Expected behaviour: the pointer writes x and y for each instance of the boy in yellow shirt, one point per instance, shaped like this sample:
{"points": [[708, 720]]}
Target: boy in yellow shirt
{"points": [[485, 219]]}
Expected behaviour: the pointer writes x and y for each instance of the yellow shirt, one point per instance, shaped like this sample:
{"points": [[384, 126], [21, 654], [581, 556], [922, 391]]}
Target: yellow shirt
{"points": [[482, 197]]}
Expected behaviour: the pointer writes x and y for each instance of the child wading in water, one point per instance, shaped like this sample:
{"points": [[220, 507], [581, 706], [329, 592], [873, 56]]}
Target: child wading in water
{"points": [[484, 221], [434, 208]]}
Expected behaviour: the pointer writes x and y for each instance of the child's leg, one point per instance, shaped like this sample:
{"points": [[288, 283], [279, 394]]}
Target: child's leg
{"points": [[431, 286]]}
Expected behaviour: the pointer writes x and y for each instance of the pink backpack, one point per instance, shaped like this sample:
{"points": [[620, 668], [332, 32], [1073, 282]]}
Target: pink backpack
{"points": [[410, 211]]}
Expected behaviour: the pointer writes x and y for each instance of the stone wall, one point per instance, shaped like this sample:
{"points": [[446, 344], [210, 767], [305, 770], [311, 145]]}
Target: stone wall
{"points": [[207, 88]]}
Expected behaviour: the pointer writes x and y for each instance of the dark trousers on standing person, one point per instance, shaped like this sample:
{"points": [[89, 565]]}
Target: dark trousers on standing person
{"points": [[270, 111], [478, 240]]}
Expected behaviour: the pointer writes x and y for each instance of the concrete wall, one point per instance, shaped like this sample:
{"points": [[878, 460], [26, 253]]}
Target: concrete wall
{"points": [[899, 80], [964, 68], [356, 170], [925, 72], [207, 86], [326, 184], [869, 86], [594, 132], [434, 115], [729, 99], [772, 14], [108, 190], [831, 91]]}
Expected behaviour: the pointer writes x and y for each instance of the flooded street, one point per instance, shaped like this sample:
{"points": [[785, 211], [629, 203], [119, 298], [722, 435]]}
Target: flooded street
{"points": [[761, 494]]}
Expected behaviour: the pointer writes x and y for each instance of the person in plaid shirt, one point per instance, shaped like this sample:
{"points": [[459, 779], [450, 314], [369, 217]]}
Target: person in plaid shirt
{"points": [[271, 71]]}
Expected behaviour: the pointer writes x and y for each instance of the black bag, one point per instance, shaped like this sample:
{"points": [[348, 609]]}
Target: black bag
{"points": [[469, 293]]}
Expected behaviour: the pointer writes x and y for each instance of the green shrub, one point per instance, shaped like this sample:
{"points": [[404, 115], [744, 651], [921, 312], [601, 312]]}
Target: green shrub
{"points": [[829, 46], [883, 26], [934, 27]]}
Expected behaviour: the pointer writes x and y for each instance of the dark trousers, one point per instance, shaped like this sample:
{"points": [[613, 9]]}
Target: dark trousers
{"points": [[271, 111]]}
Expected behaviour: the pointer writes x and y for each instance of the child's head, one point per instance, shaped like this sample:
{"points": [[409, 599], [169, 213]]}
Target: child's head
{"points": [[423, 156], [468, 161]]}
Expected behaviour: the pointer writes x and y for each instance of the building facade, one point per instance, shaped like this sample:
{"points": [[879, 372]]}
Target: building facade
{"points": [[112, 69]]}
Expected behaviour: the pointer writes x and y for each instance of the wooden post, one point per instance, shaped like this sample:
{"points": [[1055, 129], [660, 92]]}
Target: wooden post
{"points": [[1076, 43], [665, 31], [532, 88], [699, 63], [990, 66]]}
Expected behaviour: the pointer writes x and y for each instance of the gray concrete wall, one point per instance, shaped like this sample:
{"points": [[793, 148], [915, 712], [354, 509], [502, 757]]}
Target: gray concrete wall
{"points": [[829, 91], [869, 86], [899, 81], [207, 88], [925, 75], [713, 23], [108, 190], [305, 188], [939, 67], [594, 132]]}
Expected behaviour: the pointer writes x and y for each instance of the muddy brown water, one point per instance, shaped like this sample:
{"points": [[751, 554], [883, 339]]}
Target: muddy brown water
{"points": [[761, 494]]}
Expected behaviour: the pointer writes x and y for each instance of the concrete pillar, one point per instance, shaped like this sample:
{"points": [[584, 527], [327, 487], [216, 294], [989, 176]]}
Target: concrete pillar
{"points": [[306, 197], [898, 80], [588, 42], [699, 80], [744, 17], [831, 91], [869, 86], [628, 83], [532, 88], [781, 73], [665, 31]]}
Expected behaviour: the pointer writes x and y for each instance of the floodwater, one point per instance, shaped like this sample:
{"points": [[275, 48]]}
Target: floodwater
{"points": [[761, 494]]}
---------------
• WHAT YOU WILL DO:
Exactly as they appear, write out the lines from the one containing "Target: concrete pillar" through the final line of the entries above, both included.

• RESPONSE TO THE EXERCISE:
Target: concrete pillar
{"points": [[306, 197], [898, 80], [588, 42], [699, 80], [744, 17], [831, 91], [869, 86], [628, 83], [532, 88], [781, 73], [665, 31]]}
Expected behaviour: the pointer writes x and y for each instance of the floodwater, one point per instance, shaped like this sample:
{"points": [[275, 48]]}
Target: floodwater
{"points": [[761, 494]]}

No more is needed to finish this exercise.